**GIVEN REQUEST 1:** Echo the stock-based compensation note word for word, everything from "7. Stock-Based Compensation" down to "(including dividend equivalents).".
**GIVEN REQUEST 2:**
Please answer these questions from the stock-based compensation note:
(a) How many shares of Common Stock were initially available for issuance under the Equity Incentive Plan?
(b) How much compensation expense was recognized during the Successor period from April 24, 2021 through December 31, 2021?
(c) What percentage of the Board RSUs vest on the first anniversary of the grant date?

**GIVEN PASSAGE:**
——————————
XML 26 R15.htm IDEA: XBRL DOCUMENT v3.22.0.1
Stock-Based Compensation
12 Months Ended
Dec. 31, 2021
Share-based Payment Arrangement [Abstract]  
Stock-Based Compensation

7. Stock-Based Compensation

We have an equity incentive compensation plan for our officers, independent contractors, employees and non-employee directors which is designed to encourage stock ownership by such persons. We may grant both time-vesting and performance-vesting awards, which are earned on the achievement of certain performance criteria. The following types of awards may be granted under our incentive plan:

Stock options (including incentive stock options and nonqualified stock options);
Stock appreciation rights (or SARs);
Restricted stock;
Restricted stock units (or RSUs);
Performance shares or units; and
Other stock-based awards (including dividend equivalents).

Successor Plan

Pursuant to the terms of the Plan, the Diamond Offshore Drilling, Inc. 2021 Long-Term Stock Incentive Plan (or the Equity Incentive Plan) was adopted and approved on the Effective Date. The Equity Incentive Plan provides for the grant of stock options, SARs, restricted stock, RSUs, performance awards, and other stock-based awards or any

combination thereof to eligible participants. Vesting conditions and other terms and conditions of awards under the Equity Incentive Plan are determined by our Board of Directors (or Board) or the compensation committee of our Board, subject to the terms of the Equity Incentive Plan. RSUs and restricted stock awards may be issued with performance-vesting or time-vesting features and, except for restricted stock awards issued to our Chief Executive Officer, they are not participating securities. The aggregate number of shares of Common Stock initially available for issuance pursuant to awards under the Equity Incentive Plan was 11,111,111.

During the Successor period from April 24, 2021 through December 31, 2021, we recognized compensation expense of $10.8 million and a related tax benefit of $2.0 million in relation to the time- and performance-vesting awards described below. As of December 31, 2021, there was $26.9 million of total unrecognized compensation cost related to non-vested awards under the Equity Incentive Plan, which we expect to recognize over a weighted average period of two years. The fair value of time- and performance-vesting RSUs and time-vesting restricted stock awards granted under the Equity Incentive Plan was estimated based on the fair market value of our Common Stock on the date of grant.

Time-Vesting Awards

RSUs. RSUs are contractual rights to receive shares of our Common Stock in the future if the applicable vesting conditions are met. During the Successor period, we granted an aggregate 337,662 time-vesting RSU awards to our non-employee members of the Board (or Board RSUs). The Board RSUs vest and become non-forfeitable with respect to 30% of the RSUs on the first anniversary of the grant date and 70% of the RSUs on the second anniversary of the grant date, subject to the recipient’s continuous service through the applicable vesting date. The vested Board RSUs will be issued at the earliest of (i) the fifth anniversary of the grant date, (ii) a separation from service, or (iii) a change in control. The recipients may elect, with respect to up to 40% of the vested and non-forfeitable Board RSUs, to receive cash equal to the fair market value of those RSUs instead of shares. Accordingly, 40% of the Board RSUs are considered liability-classified awards, which are remeasured each period. The remaining 60% of the Board RSUs are equity-classified awards, for which the fair value was estimated based on the fair market value of our Common Stock on the date of grant.
——————————
Stored items from a collection
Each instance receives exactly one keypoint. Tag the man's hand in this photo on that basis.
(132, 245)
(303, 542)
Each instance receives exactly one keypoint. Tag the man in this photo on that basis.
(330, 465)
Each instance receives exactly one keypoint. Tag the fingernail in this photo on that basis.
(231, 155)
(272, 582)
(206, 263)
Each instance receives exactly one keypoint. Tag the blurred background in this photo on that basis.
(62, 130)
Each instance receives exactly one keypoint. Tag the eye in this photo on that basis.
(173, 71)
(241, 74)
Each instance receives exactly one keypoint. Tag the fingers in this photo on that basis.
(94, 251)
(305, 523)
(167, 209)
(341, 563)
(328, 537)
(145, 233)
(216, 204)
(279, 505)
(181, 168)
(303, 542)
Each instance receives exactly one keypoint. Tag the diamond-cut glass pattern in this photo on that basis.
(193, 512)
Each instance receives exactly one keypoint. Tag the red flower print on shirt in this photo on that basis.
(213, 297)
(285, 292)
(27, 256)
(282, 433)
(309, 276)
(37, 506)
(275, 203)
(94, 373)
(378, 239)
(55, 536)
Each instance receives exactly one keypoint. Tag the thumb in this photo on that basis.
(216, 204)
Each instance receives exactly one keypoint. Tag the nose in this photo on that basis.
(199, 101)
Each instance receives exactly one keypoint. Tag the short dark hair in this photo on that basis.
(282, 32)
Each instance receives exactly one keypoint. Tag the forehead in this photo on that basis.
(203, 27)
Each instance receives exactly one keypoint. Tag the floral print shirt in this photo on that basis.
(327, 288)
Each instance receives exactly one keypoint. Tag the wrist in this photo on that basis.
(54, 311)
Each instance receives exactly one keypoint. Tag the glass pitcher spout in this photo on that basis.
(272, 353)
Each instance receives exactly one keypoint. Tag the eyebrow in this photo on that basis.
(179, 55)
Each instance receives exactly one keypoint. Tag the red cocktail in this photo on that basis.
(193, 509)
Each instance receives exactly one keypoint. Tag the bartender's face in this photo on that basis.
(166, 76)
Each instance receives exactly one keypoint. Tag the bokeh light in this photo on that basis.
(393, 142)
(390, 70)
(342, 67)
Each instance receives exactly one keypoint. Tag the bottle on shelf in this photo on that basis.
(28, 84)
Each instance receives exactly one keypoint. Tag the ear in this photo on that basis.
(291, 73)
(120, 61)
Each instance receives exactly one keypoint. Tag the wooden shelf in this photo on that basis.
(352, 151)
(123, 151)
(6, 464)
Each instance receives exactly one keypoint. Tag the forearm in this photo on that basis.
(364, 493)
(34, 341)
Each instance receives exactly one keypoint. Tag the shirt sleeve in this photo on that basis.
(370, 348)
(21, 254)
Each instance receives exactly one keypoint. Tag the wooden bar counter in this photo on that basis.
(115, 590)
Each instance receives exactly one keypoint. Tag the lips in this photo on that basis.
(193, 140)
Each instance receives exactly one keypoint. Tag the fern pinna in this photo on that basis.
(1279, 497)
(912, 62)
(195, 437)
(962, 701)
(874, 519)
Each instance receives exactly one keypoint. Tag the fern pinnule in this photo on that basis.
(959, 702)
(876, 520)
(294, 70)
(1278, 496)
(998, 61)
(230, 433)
——————————
**WRITTEN SOLUTION 1:**
7. Stock-Based Compensation

We have an equity incentive compensation plan for our officers, independent contractors, employees and non-employee directors which is designed to encourage stock ownership by such persons. We may grant both time-vesting and performance-vesting awards, which are earned on the achievement of certain performance criteria. The following types of awards may be granted under our incentive plan:

Stock options (including incentive stock options and nonqualified stock options);
Stock appreciation rights (or SARs);
Restricted stock;
Restricted stock units (or RSUs);
Performance shares or units; and
Other stock-based awards (including dividend equivalents).

**WRITTEN SOLUTION 2:**
(a) 11,111,111
(b) $10.8 million
(c) 30%